■ Your objective:
Rewrite the rows below as a numbered list with no blank lines. Start at the line with "Mark each instance of the player's dark", end at the line with "x=107 y=118", and include both of those lines.

# start of Dataset

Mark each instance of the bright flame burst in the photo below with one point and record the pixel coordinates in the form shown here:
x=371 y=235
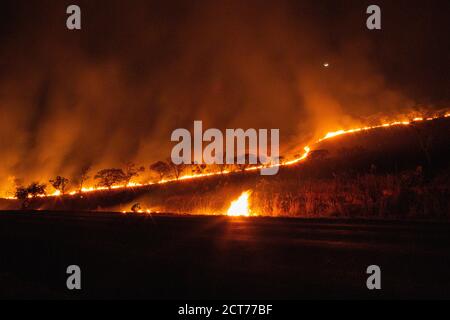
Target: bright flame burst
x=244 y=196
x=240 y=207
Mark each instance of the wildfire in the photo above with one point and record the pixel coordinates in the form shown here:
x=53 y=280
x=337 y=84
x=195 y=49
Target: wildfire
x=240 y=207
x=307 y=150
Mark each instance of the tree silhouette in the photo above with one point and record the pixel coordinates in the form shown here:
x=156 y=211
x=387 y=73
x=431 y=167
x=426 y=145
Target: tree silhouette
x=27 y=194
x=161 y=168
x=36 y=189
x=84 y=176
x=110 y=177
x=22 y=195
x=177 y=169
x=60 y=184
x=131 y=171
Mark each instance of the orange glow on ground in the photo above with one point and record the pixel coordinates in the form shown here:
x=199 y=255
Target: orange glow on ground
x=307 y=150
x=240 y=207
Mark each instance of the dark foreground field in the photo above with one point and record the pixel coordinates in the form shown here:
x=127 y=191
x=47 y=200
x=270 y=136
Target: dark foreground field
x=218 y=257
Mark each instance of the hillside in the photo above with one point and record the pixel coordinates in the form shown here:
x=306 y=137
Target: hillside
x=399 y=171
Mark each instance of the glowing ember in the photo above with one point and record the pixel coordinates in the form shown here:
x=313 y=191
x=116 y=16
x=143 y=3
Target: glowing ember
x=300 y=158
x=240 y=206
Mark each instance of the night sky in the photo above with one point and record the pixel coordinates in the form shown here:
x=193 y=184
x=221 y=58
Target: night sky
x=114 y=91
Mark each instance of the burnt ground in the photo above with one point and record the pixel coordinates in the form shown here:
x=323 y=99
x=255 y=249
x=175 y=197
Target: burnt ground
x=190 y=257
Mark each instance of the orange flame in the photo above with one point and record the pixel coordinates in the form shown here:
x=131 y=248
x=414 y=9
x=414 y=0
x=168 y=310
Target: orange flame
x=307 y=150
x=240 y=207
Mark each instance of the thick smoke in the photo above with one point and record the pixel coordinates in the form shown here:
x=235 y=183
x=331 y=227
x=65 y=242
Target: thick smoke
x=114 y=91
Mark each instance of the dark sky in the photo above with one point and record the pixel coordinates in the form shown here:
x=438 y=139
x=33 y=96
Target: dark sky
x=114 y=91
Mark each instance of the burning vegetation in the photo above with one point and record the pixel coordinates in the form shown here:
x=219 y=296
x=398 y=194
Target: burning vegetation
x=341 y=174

# end of Dataset
# start of Dataset

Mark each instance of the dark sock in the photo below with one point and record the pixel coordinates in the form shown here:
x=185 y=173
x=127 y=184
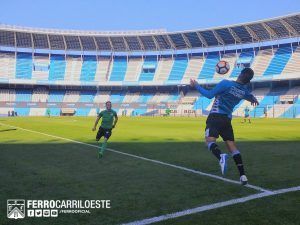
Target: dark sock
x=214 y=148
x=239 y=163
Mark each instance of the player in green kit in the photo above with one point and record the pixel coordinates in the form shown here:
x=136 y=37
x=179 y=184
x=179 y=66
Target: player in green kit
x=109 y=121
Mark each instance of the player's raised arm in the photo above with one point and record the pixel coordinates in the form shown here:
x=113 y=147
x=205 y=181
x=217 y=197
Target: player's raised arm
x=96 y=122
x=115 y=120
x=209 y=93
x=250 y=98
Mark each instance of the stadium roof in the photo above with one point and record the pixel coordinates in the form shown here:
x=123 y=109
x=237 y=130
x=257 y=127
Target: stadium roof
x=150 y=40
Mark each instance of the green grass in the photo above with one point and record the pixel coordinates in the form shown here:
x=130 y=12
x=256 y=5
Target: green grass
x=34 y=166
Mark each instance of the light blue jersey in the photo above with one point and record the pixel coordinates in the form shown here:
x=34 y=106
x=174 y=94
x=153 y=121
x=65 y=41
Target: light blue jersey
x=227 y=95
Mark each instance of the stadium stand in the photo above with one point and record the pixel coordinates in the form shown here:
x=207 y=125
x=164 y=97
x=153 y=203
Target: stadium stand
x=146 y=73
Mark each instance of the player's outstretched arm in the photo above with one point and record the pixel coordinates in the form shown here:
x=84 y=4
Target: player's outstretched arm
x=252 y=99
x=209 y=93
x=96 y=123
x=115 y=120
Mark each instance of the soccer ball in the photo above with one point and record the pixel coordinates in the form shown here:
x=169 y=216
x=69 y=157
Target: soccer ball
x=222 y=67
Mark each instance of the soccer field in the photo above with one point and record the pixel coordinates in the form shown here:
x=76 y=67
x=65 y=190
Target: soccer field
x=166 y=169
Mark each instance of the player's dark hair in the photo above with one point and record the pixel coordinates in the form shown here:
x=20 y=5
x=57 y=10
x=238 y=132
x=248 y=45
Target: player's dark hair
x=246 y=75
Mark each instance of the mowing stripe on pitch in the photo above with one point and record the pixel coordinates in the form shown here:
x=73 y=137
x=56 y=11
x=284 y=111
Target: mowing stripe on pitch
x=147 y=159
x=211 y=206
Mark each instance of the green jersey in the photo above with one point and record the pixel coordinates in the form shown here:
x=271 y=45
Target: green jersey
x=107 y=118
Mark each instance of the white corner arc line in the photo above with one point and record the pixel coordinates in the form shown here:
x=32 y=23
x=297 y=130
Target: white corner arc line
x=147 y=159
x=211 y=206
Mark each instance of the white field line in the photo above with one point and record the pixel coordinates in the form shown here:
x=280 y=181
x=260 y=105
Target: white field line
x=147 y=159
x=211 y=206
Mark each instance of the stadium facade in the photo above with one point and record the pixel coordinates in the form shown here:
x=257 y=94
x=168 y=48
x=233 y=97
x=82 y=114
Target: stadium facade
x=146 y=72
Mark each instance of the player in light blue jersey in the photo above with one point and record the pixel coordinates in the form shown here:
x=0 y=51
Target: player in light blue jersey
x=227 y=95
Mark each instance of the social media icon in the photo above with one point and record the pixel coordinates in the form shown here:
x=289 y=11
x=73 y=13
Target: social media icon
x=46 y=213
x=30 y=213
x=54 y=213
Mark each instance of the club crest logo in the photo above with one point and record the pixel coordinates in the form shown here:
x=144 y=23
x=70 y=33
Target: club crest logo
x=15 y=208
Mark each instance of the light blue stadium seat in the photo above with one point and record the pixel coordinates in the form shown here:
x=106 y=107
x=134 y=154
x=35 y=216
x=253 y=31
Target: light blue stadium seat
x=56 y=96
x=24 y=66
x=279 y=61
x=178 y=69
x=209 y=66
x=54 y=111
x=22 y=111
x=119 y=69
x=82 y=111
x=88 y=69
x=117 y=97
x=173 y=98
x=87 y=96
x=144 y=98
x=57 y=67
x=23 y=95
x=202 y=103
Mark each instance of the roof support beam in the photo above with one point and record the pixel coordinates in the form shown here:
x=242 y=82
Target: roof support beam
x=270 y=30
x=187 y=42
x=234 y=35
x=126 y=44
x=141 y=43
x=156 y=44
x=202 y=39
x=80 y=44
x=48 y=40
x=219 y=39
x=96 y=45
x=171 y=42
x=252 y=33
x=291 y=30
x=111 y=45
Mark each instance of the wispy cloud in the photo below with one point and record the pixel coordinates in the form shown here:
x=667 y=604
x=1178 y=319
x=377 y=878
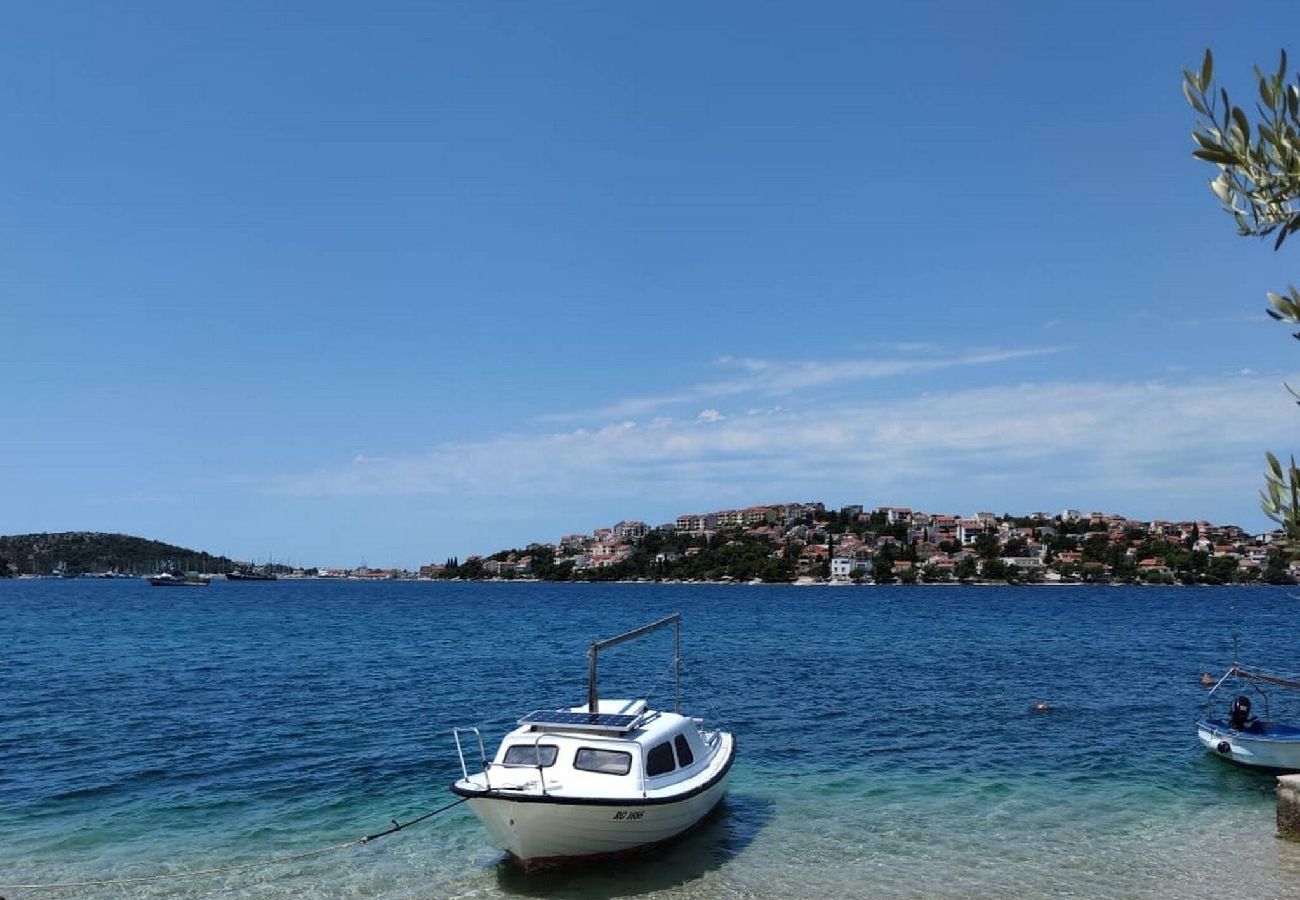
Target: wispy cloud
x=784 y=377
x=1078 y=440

# end of Dataset
# start of Dataset

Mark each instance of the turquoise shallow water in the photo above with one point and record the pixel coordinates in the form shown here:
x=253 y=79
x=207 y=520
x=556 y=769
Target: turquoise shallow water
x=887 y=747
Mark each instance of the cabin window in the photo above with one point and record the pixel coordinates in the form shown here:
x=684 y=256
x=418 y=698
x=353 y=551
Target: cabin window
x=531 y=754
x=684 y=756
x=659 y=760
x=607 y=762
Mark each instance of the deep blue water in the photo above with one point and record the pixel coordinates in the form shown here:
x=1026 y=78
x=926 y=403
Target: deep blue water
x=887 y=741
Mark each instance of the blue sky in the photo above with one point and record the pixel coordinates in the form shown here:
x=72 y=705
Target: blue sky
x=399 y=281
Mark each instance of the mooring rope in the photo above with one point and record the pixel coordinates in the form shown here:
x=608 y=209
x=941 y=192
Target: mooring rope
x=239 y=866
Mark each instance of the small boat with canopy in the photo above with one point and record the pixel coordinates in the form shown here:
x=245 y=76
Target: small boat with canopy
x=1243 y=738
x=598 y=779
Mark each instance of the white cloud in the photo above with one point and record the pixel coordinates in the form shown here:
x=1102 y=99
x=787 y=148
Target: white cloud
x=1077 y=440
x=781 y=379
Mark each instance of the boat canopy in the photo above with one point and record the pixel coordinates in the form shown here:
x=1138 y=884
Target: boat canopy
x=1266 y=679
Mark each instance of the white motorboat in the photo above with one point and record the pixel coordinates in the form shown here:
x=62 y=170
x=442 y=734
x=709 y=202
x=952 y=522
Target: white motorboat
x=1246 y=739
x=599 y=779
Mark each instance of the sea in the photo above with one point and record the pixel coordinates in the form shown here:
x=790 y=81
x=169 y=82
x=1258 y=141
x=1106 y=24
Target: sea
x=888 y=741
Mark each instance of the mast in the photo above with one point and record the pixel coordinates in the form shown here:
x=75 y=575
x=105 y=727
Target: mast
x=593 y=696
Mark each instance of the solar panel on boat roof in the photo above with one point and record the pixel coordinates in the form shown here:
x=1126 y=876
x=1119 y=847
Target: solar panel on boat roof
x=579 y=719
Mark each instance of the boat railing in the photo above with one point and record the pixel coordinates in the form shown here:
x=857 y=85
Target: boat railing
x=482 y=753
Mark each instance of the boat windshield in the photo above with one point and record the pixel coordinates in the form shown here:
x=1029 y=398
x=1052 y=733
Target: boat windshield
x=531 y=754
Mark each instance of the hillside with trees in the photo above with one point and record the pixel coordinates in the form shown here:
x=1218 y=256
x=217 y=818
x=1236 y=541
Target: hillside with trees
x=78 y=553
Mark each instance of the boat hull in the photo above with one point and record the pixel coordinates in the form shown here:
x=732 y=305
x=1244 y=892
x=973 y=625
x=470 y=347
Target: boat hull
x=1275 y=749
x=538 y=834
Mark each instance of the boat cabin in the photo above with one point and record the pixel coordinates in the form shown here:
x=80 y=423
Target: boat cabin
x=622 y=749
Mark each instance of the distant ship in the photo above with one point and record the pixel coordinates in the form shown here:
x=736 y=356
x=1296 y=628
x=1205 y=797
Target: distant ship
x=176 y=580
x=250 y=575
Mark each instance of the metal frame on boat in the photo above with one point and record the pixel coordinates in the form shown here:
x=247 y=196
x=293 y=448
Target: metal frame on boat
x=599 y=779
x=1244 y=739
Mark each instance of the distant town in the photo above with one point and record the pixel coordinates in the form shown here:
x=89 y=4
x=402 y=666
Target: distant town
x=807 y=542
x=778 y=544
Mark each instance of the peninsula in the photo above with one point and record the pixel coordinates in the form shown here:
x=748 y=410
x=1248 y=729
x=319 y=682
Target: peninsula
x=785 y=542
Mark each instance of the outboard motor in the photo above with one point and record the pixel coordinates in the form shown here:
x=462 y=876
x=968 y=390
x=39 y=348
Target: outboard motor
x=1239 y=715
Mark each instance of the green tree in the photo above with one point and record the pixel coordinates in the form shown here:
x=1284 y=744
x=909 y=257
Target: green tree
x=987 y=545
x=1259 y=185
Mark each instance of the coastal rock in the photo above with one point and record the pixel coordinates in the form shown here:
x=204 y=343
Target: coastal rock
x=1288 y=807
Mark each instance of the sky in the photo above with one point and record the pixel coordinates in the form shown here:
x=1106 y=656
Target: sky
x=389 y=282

# end of Dataset

■ The solution:
1. Mark each instance of the player's dark hair in the photo above with one point and record the pixel coordinates in the form shown here:
2. x=20 y=5
3. x=57 y=10
4. x=238 y=132
5. x=248 y=45
6. Target: player's dark hair
7. x=246 y=75
8. Mark each instance of the mowing stripe on pitch in the photo above with one point and record the pixel coordinates in the form shown here:
9. x=73 y=137
10. x=56 y=11
11. x=284 y=111
12. Target: mowing stripe on pitch
13. x=147 y=159
14. x=211 y=206
15. Mark each instance of the green jersey in the photo above with one point and record the pixel coordinates in the form shown here:
16. x=271 y=45
17. Target: green jersey
18. x=107 y=118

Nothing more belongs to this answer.